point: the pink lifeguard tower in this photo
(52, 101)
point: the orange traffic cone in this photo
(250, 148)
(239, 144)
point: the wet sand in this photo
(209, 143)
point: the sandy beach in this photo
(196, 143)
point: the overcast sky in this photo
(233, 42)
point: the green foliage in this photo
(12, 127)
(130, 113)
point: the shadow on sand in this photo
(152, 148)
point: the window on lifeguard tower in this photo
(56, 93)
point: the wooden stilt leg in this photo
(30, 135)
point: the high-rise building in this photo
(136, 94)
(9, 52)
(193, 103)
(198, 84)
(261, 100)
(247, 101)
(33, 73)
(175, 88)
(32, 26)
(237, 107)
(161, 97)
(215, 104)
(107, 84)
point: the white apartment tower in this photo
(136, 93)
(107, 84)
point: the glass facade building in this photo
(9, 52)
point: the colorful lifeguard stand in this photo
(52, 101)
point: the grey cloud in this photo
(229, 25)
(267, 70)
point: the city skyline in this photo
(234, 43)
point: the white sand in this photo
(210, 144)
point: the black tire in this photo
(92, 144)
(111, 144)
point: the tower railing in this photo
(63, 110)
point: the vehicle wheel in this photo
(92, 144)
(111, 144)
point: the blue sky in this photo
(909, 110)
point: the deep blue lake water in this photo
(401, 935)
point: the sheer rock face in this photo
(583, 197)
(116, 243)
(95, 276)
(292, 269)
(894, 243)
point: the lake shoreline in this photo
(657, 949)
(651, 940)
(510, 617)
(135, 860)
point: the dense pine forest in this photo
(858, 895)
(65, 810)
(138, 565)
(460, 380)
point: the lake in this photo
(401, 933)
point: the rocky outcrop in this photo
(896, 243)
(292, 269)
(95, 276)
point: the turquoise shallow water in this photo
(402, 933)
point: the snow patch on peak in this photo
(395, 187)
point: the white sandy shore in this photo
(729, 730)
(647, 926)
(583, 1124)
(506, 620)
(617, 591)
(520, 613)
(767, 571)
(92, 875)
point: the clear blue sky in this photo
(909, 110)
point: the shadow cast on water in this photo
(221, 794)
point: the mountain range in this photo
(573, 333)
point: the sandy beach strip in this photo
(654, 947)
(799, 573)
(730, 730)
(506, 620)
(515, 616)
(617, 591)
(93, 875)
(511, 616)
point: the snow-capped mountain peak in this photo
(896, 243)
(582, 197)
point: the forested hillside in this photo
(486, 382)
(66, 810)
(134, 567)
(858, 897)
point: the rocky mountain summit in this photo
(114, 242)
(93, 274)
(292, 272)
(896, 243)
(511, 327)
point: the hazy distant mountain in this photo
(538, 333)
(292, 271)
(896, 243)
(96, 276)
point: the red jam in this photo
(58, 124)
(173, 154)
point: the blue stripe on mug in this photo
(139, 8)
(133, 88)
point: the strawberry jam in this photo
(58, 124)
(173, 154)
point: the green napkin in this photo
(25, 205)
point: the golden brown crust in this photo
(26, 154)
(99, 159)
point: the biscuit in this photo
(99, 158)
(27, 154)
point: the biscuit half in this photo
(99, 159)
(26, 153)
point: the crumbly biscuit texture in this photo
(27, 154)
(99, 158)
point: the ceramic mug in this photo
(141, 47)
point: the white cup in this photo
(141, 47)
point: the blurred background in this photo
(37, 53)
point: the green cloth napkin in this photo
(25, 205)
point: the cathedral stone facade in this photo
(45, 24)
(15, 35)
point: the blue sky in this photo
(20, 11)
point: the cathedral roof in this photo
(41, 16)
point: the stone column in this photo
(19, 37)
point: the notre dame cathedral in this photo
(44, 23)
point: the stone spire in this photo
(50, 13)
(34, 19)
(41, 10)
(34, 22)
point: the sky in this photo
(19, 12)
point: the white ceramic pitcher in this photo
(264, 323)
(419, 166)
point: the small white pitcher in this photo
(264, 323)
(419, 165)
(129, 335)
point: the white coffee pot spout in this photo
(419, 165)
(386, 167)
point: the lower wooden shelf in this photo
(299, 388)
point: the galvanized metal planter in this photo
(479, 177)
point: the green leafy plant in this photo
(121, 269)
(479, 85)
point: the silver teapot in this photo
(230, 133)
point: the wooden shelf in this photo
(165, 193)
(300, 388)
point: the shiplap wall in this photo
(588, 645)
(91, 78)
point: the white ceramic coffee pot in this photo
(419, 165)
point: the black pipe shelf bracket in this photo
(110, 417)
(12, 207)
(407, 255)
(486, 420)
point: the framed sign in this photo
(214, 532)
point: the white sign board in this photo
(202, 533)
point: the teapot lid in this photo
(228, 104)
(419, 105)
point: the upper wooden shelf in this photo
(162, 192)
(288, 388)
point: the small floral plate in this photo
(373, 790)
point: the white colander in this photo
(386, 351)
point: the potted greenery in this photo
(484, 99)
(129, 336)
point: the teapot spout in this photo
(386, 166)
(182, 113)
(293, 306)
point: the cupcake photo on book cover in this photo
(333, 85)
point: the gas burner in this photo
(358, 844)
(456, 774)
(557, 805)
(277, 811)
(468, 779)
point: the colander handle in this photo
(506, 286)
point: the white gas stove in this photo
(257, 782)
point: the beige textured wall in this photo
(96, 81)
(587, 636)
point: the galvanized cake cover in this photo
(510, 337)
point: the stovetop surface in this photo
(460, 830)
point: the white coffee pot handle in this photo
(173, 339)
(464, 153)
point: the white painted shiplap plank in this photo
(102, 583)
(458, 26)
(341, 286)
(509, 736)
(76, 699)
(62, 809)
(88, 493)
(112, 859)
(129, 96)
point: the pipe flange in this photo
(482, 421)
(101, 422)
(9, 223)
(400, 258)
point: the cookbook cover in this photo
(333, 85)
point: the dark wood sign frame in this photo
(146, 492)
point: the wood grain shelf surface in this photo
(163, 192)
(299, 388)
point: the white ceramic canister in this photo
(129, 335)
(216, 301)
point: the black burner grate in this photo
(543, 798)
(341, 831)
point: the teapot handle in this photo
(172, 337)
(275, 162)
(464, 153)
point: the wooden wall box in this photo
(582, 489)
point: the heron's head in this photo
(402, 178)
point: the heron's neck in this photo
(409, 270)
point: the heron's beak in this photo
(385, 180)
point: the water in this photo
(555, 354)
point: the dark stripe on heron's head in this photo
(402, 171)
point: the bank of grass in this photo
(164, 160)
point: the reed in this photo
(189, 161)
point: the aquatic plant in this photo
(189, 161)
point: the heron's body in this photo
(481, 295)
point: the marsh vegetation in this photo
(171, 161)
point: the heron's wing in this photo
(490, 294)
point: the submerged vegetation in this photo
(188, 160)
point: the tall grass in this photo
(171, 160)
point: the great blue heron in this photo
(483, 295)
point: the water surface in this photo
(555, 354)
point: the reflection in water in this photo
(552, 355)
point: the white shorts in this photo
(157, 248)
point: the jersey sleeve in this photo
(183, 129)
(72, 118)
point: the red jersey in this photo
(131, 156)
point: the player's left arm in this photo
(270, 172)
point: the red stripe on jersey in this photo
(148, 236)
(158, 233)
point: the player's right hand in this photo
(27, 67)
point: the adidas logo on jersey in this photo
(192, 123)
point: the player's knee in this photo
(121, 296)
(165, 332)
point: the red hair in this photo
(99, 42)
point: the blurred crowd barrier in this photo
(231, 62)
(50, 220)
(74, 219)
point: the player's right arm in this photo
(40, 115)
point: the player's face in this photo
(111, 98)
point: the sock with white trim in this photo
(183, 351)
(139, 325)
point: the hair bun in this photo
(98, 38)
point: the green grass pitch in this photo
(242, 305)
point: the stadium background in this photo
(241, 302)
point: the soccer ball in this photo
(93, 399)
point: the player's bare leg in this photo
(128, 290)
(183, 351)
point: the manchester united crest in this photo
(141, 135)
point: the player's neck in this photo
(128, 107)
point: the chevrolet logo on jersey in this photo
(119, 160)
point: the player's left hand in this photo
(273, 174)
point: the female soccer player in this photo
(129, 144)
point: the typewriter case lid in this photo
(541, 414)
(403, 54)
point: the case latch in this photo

..............................

- **Request**
Only the lines from the one that contains "point: the water surface in this photo" through the last line should be repeated, each exactly as it stands, with both ends included.

- **Finished answer**
point: the water surface in this photo
(555, 354)
point: the reflection in water in this photo
(552, 355)
point: the white shorts in this photo
(157, 248)
point: the jersey sleeve in this photo
(183, 129)
(72, 118)
point: the red jersey in this photo
(131, 156)
point: the player's left arm in this photo
(270, 172)
point: the red stripe on jersey in this photo
(148, 236)
(158, 233)
point: the player's right hand in this photo
(27, 67)
point: the adidas logo on jersey in this photo
(192, 123)
point: the player's knee in this photo
(121, 296)
(165, 332)
point: the red hair in this photo
(99, 42)
point: the blurred crowd barrier in this photo
(231, 62)
(50, 220)
(74, 219)
point: the player's right arm in this photo
(40, 115)
point: the player's face in this photo
(111, 98)
point: the sock with white trim in this photo
(183, 351)
(139, 325)
point: the hair bun in this photo
(98, 38)
point: the green grass pitch in this photo
(242, 305)
point: the stadium background in this photo
(241, 302)
point: the soccer ball in this photo
(93, 399)
point: the player's bare leg in this photo
(128, 290)
(183, 351)
point: the manchester united crest in this photo
(141, 135)
point: the player's neck in this photo
(128, 107)
point: the chevrolet logo on jersey in this photo
(119, 160)
point: the player's left hand in this photo
(273, 174)
point: the female soccer player in this photo
(129, 144)
point: the typewriter case lid in this photo
(541, 414)
(403, 54)
point: the case latch in this photo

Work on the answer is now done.